What you will do:
a: According to the passage on pruning, why should some flowering shrubs, like certain roses, be trimmed right after their flowers fade instead of during dormancy?
b: List every precaution in the final paragraph of the passage on pruning.
c: Reproduce the part of the passage on pruning starting with "Disinfecting your limb" and going on through "your compost bin.".

Passage:
- - -

The best time to prune most trees and shrubs is during the late fall or early summer, when the plants enter their dormant stage. Trimming during this period of rest protects the trees from using stored energy to form new growth before the spring warmth arrives. This is the time to shape your trees and shrubs, removing any long, overgrown branches that give these plants a lopsided or uneven appearance. While fall is best for most varieties, some flowering shrubs, such as certain varieties of roses, require trimming immediate after the flowers fade in the springtime. Pruning right after blossoming, rather than during dormancy, avoids removing excessive vegetation that supplies the old growth necessary for forming spring blossoms.
Even though annual pruning serves to retain the overall shape of shrubs and trees, some plants require severe pruning to restore healthy, attractive growth. Lilacs are one type of shrub that frequently require rejuvenation pruning to remove the old, woody growth that overwhelms the new growth and fails to produce healthy blossoms. Pruning off all but about 8 inches of old growth during the late winter promotes healthy new growth but also tends to eliminate the flower formation for one or two years.
Maintenance pruning is necessary throughout the growing season. This type of pruning involves trimming away dead, broken or diseased branches and limbs as soon as they appear. Cutting off the damaged vegetation slightly above the problem area will help discourage new damage due to disease pathogens and pest infestations.
Disinfecting your limb saw or pruning shears will help protect healthy trees and shrubs from infections due to contact with contaminated tools. Remove all the trimmed vegetation from the areas beneath trees and shrubs to discourage the growth of fungus and bacteria near the bases of your plants. Avoid placing diseased tree and shrub growth in your compost bin.

- - -

[Natural language region descriptions]
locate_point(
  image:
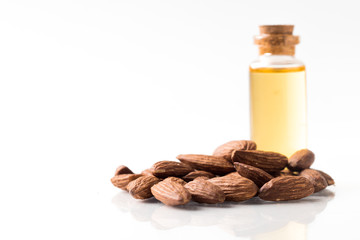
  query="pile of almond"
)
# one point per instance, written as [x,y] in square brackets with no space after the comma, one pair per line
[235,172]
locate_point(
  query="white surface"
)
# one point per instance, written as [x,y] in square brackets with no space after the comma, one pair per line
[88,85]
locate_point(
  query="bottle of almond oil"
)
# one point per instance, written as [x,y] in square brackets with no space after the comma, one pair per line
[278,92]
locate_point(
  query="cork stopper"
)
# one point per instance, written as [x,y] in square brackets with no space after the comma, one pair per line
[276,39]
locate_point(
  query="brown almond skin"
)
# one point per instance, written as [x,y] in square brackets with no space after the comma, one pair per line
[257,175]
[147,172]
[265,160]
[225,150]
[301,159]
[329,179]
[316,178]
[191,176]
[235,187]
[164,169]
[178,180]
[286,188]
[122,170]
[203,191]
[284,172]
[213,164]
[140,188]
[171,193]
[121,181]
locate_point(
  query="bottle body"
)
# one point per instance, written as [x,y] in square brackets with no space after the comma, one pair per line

- - -

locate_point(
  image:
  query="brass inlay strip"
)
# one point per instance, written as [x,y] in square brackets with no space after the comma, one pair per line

- - -

Solution set:
a: Trimming them right after they bloom avoids cutting away too much of the vegetation that supplies the old growth they need to form spring blossoms.

b:
- Disinfect your limb saw or pruning shears so healthy trees and shrubs aren't infected by contaminated tools.
- Remove all trimmed vegetation from under trees and shrubs to discourage fungus and bacteria near the plants' bases.
- Don't put diseased tree and shrub growth in your compost bin.

c:
Disinfecting your limb saw or pruning shears will help protect healthy trees and shrubs from infections due to contact with contaminated tools. Remove all the trimmed vegetation from the areas beneath trees and shrubs to discourage the growth of fungus and bacteria near the bases of your plants. Avoid placing diseased tree and shrub growth in your compost bin.